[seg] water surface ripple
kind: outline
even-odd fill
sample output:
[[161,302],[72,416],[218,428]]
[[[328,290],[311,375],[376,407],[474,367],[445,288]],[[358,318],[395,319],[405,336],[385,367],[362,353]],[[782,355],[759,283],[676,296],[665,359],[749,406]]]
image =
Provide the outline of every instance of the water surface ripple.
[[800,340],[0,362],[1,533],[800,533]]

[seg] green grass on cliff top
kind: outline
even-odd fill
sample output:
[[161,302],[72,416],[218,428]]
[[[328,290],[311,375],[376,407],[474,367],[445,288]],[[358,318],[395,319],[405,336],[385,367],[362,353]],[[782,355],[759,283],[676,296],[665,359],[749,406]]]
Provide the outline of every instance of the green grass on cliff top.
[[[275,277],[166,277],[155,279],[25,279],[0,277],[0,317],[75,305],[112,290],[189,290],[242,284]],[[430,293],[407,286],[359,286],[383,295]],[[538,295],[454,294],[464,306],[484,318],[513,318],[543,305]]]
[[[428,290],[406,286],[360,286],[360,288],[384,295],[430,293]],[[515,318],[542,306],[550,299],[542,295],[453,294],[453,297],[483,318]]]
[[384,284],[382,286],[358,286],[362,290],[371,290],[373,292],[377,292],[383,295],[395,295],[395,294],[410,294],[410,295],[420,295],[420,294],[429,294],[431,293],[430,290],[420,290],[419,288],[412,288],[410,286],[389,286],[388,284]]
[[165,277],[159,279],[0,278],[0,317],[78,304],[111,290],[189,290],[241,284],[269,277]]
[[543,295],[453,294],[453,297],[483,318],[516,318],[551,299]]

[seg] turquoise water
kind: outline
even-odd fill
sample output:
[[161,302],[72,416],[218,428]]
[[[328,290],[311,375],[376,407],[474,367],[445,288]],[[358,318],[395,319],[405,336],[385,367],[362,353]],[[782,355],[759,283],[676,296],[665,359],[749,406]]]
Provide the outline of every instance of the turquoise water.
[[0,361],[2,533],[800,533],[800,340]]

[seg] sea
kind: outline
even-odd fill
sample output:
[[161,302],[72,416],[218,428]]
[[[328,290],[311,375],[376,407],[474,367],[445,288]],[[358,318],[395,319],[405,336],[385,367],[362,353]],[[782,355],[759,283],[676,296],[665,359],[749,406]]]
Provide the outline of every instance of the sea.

→ Your goal
Your reply must consist of the entire listing, repeated word for word.

→ Output below
[seg] water surface ripple
kind: outline
even-odd fill
sample output:
[[161,302],[72,416],[218,428]]
[[[328,290],[311,375],[376,407],[474,367],[445,288]],[[358,318],[395,319],[405,336],[385,367],[362,353]],[[782,355],[759,283],[676,296],[665,359],[749,406]]]
image =
Provide the outline of every instance of the water surface ripple.
[[800,340],[0,362],[1,533],[800,533]]

[seg] green grass on cliff top
kind: outline
even-odd fill
sample output:
[[161,302],[72,416],[218,428]]
[[[328,290],[311,375],[376,407],[474,367],[445,288]],[[358,318],[395,319],[405,336],[385,367],[362,353]],[[782,355],[759,283],[676,296],[665,359],[749,406]]]
Provide the outline of every instance of the green grass on cliff top.
[[[275,277],[166,277],[155,279],[25,279],[0,277],[0,317],[75,305],[112,290],[189,290],[242,284]],[[430,293],[407,286],[359,286],[383,295]],[[538,295],[454,294],[464,306],[484,318],[513,318],[543,305]]]
[[[428,290],[406,286],[360,286],[360,288],[384,295],[430,293]],[[515,318],[542,306],[550,299],[542,295],[453,294],[453,297],[483,318]]]
[[384,284],[382,286],[358,286],[362,290],[371,290],[373,292],[377,292],[383,295],[395,295],[395,294],[410,294],[410,295],[420,295],[420,294],[429,294],[431,293],[430,290],[420,290],[419,288],[412,288],[410,286],[389,286],[388,284]]
[[165,277],[159,279],[0,278],[0,317],[78,304],[111,290],[189,290],[241,284],[269,277]]
[[543,295],[453,294],[453,297],[483,318],[516,318],[551,299]]

[seg] turquoise water
kind: outline
even-odd fill
sample output:
[[161,302],[72,416],[218,428]]
[[[328,290],[311,375],[376,407],[474,367],[445,288]],[[358,318],[395,319],[405,336],[385,367],[362,353]],[[782,355],[759,283],[676,296],[665,359],[749,406]]]
Provide the outline of every instance of the turquoise water.
[[0,361],[2,533],[800,533],[800,340]]

[seg] sea
kind: outline
even-odd fill
sample output:
[[161,302],[72,416],[218,428]]
[[[328,290],[311,375],[376,407],[474,367],[445,288]],[[358,318],[395,319],[405,336],[385,367],[362,353]],[[782,355],[759,283],[676,296],[665,359],[749,406]]]
Provide the outline of every instance of the sea.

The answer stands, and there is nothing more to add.